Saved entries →
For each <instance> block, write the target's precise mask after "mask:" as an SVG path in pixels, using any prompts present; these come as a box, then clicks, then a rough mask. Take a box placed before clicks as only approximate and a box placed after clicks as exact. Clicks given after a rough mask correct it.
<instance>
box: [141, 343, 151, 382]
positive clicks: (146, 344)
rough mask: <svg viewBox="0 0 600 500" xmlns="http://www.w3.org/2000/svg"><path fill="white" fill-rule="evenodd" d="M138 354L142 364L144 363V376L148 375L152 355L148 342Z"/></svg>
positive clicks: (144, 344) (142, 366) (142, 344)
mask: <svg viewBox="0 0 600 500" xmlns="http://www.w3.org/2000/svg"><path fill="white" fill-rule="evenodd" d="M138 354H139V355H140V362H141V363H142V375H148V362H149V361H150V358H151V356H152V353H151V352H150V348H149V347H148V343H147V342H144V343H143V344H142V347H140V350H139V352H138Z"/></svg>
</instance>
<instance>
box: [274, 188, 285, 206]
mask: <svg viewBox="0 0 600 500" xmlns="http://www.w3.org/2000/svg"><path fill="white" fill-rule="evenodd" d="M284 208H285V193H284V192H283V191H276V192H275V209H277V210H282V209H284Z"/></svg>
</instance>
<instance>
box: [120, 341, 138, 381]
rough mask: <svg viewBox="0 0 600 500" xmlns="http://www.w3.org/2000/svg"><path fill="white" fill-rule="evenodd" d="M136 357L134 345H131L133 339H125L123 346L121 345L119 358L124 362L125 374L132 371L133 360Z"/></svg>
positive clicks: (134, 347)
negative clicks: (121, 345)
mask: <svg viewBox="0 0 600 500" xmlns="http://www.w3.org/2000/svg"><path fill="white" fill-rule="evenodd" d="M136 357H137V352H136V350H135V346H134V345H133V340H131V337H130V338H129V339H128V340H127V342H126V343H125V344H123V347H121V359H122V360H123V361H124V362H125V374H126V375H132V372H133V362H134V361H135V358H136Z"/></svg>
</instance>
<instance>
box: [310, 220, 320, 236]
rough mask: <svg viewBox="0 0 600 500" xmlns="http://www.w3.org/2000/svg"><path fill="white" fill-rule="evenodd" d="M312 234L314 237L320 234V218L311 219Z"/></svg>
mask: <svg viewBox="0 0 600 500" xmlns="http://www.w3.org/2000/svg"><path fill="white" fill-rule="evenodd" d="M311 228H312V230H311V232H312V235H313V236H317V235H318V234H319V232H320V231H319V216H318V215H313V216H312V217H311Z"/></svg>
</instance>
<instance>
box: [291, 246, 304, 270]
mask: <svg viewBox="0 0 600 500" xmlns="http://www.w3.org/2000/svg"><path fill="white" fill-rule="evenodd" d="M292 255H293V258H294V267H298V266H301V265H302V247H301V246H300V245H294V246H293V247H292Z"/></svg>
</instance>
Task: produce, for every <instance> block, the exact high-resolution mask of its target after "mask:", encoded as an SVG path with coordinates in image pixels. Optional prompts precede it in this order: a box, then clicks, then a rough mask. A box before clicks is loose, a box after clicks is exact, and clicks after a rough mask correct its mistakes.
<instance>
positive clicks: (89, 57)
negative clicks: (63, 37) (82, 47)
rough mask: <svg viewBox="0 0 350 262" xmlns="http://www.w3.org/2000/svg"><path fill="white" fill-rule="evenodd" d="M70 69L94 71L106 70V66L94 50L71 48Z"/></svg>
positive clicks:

How to complete this task → Go back through the listing above and return each line that contains the word "clicks".

Written response →
For each <instance> block, write the target's precise mask after "mask:" as an SVG path in pixels, using any prompts present; these come as a box, then clicks, then a rough mask. Take a box placed before clicks as only approximate and a box placed after clicks as exact. Clicks given after a rough mask correct it.
positive clicks: (146, 344)
positive clicks: (144, 344) (142, 366) (142, 344)
positive clicks: (134, 347)
negative clicks: (121, 345)
Task: produce, for every <instance> block, the exact high-resolution mask of its target after "mask:", encoded as an SVG path with coordinates in image pixels. Optional prompts precede it in this order: a box, then clicks, then a rough mask. A box before clicks is loose, a box after clicks is exact, and clicks after a rough mask correct its mistakes.
positive clicks: (89, 57)
negative clicks: (63, 37) (82, 47)
positive clicks:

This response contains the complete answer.